Aim of the exercise ->
Reproduce precisely the lines of the listing below, starting with the line that contains "Target: desert plain" and stopping after the line that contains "instance: [(369, 3)]"; include nothing else.
(Data supplied Opens)
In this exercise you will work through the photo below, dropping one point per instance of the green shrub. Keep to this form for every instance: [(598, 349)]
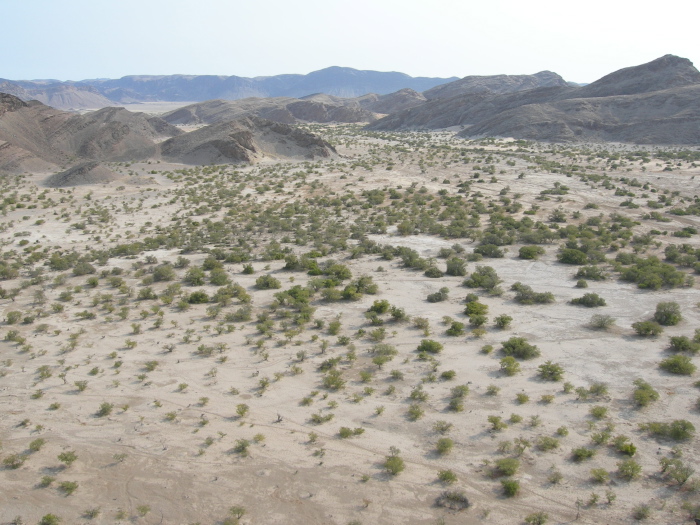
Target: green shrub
[(644, 394), (433, 272), (105, 409), (530, 252), (647, 328), (601, 322), (482, 277), (628, 469), (551, 371), (600, 475), (519, 347), (489, 250), (267, 282), (198, 297), (572, 256), (447, 476), (455, 329), (678, 364), (509, 366), (593, 273), (524, 294), (453, 500), (511, 487), (677, 430), (475, 308), (598, 412), (580, 454), (589, 300), (506, 467), (668, 314), (683, 343), (503, 321), (430, 346), (444, 446)]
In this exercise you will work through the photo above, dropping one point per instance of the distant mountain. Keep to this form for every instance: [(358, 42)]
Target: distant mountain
[(284, 110), (318, 107), (336, 81), (495, 84), (244, 140), (654, 103), (37, 137)]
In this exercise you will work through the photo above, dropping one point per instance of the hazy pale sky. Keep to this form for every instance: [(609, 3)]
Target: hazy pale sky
[(582, 41)]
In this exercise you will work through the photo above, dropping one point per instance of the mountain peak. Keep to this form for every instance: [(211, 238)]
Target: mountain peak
[(666, 72)]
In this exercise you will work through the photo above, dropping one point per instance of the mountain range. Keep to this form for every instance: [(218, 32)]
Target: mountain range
[(653, 103), (37, 137), (337, 81)]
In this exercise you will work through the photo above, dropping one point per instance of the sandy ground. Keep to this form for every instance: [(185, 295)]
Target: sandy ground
[(167, 453)]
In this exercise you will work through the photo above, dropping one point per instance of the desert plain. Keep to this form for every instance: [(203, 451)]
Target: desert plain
[(256, 343)]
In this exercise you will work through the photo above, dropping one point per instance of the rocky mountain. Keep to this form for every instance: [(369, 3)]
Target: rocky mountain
[(318, 107), (670, 116), (37, 137), (657, 102), (245, 140), (96, 93), (35, 134), (85, 173), (495, 84), (284, 110)]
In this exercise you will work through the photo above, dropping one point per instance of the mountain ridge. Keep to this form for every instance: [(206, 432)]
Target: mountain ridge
[(334, 80)]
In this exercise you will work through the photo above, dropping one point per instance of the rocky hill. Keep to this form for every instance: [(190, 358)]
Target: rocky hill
[(34, 134), (657, 102), (336, 81), (284, 110), (495, 84), (35, 137), (85, 173), (245, 140)]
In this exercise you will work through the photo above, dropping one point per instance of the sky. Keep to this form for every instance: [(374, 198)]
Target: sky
[(582, 41)]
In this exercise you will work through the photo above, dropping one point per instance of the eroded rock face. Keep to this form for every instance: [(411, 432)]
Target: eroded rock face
[(244, 140), (654, 103), (10, 103), (86, 173)]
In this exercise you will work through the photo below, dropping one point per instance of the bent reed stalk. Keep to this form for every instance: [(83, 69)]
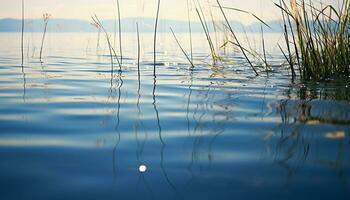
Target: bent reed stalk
[(183, 51), (320, 38), (97, 23), (22, 36), (46, 18), (155, 40)]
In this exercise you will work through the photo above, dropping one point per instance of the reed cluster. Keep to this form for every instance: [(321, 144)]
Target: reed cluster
[(317, 39)]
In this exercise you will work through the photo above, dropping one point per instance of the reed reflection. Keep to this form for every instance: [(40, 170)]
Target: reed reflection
[(313, 119)]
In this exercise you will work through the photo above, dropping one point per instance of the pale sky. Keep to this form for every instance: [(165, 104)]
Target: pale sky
[(106, 9)]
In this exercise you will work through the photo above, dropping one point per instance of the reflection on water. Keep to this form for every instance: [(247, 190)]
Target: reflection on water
[(73, 128)]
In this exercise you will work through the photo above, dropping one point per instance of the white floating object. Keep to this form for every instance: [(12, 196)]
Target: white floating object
[(142, 168)]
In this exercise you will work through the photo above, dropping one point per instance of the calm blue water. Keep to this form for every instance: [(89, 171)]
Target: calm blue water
[(69, 129)]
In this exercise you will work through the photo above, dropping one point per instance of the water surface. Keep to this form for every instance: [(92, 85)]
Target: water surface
[(71, 129)]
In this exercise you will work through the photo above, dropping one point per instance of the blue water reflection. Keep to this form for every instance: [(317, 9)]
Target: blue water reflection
[(71, 129)]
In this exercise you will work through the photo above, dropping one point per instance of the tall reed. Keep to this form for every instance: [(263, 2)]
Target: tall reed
[(155, 40), (320, 38), (183, 51), (22, 36), (237, 43), (97, 23), (46, 18), (120, 34)]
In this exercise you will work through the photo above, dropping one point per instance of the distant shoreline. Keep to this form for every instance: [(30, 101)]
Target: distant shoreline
[(128, 25)]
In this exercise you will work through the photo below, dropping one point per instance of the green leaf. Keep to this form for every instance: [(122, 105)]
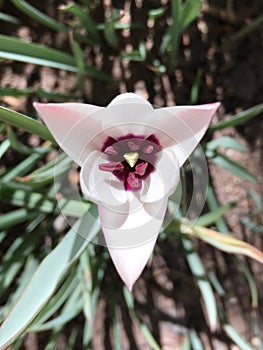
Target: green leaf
[(190, 11), (44, 283), (143, 327), (224, 242), (156, 13), (214, 206), (16, 144), (84, 17), (39, 16), (42, 203), (225, 142), (15, 217), (19, 50), (213, 216), (26, 123), (7, 18), (239, 118), (235, 168), (4, 147)]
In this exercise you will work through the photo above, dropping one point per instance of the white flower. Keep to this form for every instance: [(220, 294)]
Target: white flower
[(130, 155)]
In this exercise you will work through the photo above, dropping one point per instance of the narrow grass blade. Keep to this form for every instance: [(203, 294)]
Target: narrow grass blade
[(7, 18), (213, 206), (234, 167), (26, 123), (239, 118), (43, 282), (39, 16)]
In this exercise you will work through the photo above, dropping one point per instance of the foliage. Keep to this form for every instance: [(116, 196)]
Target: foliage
[(51, 276)]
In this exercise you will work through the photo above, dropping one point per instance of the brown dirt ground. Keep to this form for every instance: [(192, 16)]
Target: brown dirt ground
[(167, 290)]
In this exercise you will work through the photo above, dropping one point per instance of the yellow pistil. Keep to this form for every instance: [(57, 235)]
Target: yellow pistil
[(131, 158)]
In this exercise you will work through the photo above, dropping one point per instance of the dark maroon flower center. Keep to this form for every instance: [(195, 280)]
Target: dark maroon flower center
[(131, 158)]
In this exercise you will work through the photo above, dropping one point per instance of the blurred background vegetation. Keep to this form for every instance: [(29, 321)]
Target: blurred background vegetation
[(170, 52)]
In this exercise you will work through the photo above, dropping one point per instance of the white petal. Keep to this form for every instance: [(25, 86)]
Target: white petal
[(75, 126), (183, 127), (130, 262), (163, 181), (131, 244), (129, 113)]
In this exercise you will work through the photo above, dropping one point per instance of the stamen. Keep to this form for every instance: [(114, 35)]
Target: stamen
[(140, 169), (111, 150), (131, 158), (133, 146), (111, 166), (133, 181)]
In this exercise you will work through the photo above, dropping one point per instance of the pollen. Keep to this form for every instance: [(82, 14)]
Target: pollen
[(131, 158)]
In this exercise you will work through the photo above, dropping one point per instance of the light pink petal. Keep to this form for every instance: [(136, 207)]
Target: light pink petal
[(131, 244), (75, 126), (183, 127), (163, 181)]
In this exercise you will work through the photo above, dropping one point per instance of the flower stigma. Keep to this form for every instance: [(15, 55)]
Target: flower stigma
[(131, 158)]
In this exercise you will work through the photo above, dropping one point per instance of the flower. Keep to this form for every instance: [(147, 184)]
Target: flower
[(130, 155)]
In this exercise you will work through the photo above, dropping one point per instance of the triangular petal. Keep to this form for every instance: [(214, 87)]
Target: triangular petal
[(129, 114), (183, 127), (131, 244), (75, 126), (130, 262)]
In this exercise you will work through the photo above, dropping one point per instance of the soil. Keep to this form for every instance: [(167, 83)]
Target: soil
[(166, 295)]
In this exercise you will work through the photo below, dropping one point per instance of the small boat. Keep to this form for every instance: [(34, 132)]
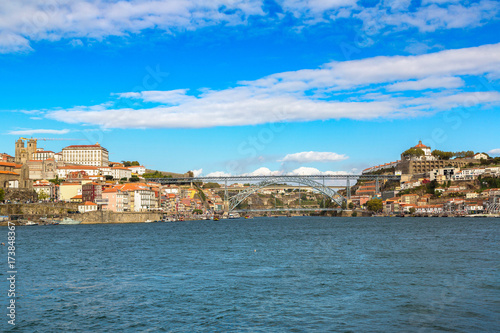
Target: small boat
[(30, 223)]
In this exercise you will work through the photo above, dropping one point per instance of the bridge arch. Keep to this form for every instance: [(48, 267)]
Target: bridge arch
[(234, 201)]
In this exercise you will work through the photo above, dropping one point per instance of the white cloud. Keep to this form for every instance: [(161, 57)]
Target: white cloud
[(38, 131), (25, 21), (218, 174), (494, 152), (312, 94), (447, 82), (263, 172), (197, 173), (314, 156)]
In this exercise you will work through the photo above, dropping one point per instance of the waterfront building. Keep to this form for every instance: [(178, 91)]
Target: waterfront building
[(115, 200), (63, 171), (87, 207), (44, 155), (91, 155), (138, 169), (67, 191), (22, 153), (91, 192), (45, 190), (42, 169)]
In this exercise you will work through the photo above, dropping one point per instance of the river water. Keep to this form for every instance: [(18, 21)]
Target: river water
[(302, 274)]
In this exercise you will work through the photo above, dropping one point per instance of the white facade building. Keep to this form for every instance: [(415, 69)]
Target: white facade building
[(93, 155), (144, 200), (140, 170)]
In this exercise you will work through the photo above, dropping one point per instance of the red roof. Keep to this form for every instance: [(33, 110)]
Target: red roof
[(420, 145)]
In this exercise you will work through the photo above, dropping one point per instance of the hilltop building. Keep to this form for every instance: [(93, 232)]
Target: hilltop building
[(90, 155)]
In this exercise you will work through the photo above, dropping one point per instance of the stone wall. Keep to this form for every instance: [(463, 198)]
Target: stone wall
[(42, 209), (113, 217)]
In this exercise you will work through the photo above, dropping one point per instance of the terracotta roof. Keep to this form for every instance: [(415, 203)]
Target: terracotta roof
[(15, 165), (421, 145), (9, 173)]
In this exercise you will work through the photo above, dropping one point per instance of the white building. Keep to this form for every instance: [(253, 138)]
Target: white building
[(87, 207), (93, 155), (144, 200), (43, 155), (140, 170), (62, 172)]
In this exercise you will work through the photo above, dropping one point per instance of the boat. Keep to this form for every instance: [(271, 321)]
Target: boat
[(68, 220), (30, 223)]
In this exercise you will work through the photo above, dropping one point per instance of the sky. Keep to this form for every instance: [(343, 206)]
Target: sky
[(229, 87)]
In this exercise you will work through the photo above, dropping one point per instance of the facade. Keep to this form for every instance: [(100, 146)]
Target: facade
[(67, 191), (62, 172), (45, 190), (144, 199), (44, 155), (42, 169), (90, 155), (91, 192), (115, 200), (87, 207), (22, 153), (140, 170)]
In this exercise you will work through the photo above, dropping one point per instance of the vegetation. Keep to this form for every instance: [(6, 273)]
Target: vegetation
[(374, 205), (130, 163)]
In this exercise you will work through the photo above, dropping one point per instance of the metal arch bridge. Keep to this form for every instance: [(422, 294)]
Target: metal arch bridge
[(234, 201), (263, 181)]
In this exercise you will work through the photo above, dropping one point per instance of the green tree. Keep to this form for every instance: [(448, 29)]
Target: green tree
[(374, 205), (412, 152)]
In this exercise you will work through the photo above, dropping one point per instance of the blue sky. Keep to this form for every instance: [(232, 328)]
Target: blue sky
[(264, 87)]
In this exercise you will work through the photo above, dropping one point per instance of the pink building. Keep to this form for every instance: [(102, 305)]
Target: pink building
[(115, 200)]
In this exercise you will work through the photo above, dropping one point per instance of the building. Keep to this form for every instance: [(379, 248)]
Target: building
[(44, 155), (89, 155), (91, 192), (115, 200), (42, 169), (22, 153), (62, 172), (9, 175), (45, 190), (443, 174), (138, 169), (87, 207), (67, 191)]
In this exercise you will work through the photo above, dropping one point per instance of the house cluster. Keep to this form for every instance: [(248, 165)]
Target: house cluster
[(421, 205)]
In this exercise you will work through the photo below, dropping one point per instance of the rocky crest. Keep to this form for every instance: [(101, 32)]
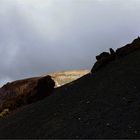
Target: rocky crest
[(104, 58)]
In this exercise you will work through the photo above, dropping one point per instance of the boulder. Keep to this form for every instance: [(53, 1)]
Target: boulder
[(24, 92)]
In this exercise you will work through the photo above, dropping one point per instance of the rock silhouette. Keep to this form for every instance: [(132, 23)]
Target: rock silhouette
[(104, 104), (104, 58), (23, 92)]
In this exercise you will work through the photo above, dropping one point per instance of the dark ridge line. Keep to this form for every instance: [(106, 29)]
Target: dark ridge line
[(106, 57)]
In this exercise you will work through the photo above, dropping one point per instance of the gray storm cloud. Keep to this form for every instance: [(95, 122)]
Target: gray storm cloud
[(41, 36)]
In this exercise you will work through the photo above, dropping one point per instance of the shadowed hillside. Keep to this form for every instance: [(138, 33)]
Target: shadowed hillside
[(101, 104), (23, 92)]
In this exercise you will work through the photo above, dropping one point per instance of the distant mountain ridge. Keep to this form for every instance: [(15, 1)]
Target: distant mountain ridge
[(22, 92), (103, 104)]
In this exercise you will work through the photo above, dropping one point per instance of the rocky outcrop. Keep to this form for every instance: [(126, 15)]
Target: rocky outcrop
[(65, 77), (104, 58), (23, 92)]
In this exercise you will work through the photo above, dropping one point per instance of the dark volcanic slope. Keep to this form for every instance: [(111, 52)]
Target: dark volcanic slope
[(101, 105)]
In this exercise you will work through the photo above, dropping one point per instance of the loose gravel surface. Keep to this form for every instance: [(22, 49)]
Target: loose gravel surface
[(105, 104)]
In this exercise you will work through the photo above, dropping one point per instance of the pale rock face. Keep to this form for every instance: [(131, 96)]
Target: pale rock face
[(65, 77)]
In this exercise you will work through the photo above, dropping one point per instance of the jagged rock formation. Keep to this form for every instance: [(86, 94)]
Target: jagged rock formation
[(104, 58), (23, 92), (65, 77), (103, 104)]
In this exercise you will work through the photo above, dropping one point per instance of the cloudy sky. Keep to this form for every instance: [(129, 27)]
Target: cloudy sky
[(41, 36)]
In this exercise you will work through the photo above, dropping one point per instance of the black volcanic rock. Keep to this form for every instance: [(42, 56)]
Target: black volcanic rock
[(103, 104), (23, 92), (104, 58)]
(Data supplied Closes)
Output for this task ->
Target: desert plain
[(256, 343)]
In this exercise you will work through the photo above, dropping one point per instance of the rocky mountain. Keep to this form for every instance: [(369, 3)]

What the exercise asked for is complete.